- What to work on -
Look below and pull out each line with the word "boat".
*** Opening of Input records ***
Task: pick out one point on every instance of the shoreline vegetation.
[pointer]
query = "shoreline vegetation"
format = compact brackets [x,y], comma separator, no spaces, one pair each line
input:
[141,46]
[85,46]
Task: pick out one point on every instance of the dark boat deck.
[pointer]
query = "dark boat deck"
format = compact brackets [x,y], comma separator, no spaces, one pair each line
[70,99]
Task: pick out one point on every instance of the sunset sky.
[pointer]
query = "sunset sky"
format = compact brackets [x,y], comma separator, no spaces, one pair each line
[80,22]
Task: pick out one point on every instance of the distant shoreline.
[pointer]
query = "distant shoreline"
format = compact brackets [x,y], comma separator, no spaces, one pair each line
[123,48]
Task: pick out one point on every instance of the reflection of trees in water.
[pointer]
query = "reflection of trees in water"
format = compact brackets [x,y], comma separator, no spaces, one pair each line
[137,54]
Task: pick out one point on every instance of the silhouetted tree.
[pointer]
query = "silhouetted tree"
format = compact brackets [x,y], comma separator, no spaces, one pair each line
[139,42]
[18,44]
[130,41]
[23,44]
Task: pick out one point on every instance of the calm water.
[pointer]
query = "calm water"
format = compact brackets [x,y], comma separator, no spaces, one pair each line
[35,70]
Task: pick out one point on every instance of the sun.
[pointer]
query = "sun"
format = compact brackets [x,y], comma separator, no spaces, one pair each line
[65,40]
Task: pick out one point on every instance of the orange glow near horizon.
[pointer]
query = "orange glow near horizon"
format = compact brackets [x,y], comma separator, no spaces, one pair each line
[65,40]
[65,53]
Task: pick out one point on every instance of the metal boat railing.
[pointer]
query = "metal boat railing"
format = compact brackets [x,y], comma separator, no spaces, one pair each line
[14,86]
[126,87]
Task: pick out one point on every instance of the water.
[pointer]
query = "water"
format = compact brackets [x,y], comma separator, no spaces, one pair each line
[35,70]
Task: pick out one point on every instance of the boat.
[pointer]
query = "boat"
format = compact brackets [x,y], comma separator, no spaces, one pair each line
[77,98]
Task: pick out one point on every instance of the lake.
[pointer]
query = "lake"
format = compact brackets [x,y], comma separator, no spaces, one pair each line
*** Close of Input records ***
- Finished exercise -
Task: pick out one point on every instance of the dark boat deck.
query = "dark boat deck"
Task: pick out one point on every instance of the metal boat railing.
query = "metal boat railing"
Task: pick out one point on every instance of the boat.
query = "boat"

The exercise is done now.